● **Text to read**
— BEGIN —

SICP's description of pointers

Question

This quote is from SICP that I think is talking about pointers/references in programming languages.

As we have seen, pairs provide a primitive “glue” that we can use to construct compound data objects. Figure 2.2 shows a standard way to visualize a pair—in this case, the pair formed by (cons 1 2). In this representation, which is called box-and-pointer notation, each object is shown as a pointer to a box. The box for a primitive object contains a representation of the object. For example, the box for a number contains a numeral. The box for a pair is actually a double box, the left part containing (a pointer to) the car of the pair and the right part containing the cdr.

In this case the book is talking about pairs (E.G. (cons 1 2)) and how they are represented. However we can also use pairs to construct a list like this:

(cons 1 (cons 2 '()))

— END —

● **Written exercise 1**
Write out the part of the post on SICP's box-and-pointer notation from "SICP's description of" to "(cons 2 '()))".
● **Written exercise 2**
Continue the post on SICP's box-and-pointer notation, starting right after its last line.

● **Data section**
— BEGIN —

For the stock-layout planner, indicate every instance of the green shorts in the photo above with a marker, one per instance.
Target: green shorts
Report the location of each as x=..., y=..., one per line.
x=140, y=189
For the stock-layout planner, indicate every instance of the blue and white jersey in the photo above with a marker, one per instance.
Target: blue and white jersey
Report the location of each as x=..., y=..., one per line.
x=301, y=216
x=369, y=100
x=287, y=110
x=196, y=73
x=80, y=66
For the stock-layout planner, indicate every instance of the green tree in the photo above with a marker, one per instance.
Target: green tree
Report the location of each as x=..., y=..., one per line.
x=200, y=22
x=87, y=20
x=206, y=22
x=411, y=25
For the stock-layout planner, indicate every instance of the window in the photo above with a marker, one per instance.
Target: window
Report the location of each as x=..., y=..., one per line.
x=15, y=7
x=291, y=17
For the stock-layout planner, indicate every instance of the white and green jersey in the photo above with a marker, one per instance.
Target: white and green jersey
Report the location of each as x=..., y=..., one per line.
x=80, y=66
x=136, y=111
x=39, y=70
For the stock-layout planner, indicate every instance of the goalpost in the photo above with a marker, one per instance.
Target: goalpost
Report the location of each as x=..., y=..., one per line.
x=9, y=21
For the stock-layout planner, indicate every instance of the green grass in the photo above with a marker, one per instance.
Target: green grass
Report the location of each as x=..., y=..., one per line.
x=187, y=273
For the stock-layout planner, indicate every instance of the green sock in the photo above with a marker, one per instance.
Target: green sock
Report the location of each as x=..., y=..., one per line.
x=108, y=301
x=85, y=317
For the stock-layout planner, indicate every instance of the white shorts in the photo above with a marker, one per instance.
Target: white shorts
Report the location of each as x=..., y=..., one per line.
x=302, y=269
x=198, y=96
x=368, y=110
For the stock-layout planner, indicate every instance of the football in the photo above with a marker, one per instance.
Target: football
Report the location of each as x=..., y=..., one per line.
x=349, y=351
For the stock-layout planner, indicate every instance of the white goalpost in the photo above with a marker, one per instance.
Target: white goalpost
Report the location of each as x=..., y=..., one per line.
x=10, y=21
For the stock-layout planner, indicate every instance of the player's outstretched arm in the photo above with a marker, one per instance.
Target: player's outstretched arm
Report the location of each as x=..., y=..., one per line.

— END —

● **Exercise response 1**
SICP's description of pointers

Question

This quote is from SICP that I think is talking about pointers/references in programming languages.

As we have seen, pairs provide a primitive “glue” that we can use to construct compound data objects. Figure 2.2 shows a standard way to visualize a pair—in this case, the pair formed by (cons 1 2). In this representation, which is called box-and-pointer notation, each object is shown as a pointer to a box. The box for a primitive object contains a representation of the object. For example, the box for a number contains a numeral. The box for a pair is actually a double box, the left part containing (a pointer to) the car of the pair and the right part containing the cdr.

In this case the book is talking about pairs (E.G. (cons 1 2)) and how they are represented. However we can also use pairs to construct a list like this:

(cons 1 (cons 2 '()))

● **Exercise response 2**
Though box-and-pointer-notation is just a notation and useless, I think this looks a lot like a linked list. As I understand it, a linked list is a data structure that contains a value and a pointer to another linked list. Having said that I think cons can be constructed like a linked list. I'm confused by:

The box for a pair is actually a double box, the left part containing (a pointer to) the car of the pair and the right part containing the cdr.

I originally thought the pointer should be on cdr because that would be the next list if we were constructing a list through pairs.

I think this might be a different kind of pointer all together. What exactly does a pointer mean in this case? The only pointer I know is pointers used in c. Does SICP even mention anything about c pointers?

score 7 · Answer 1 · edited Feb 01 '16 at 11:52

I originally thought the pointer should be on cdr because that would be the next list if we were constructing a list through pairs.

A cons cell has two values, a car value and a cdr value. What you put into those is not constrained. You can put anything into it.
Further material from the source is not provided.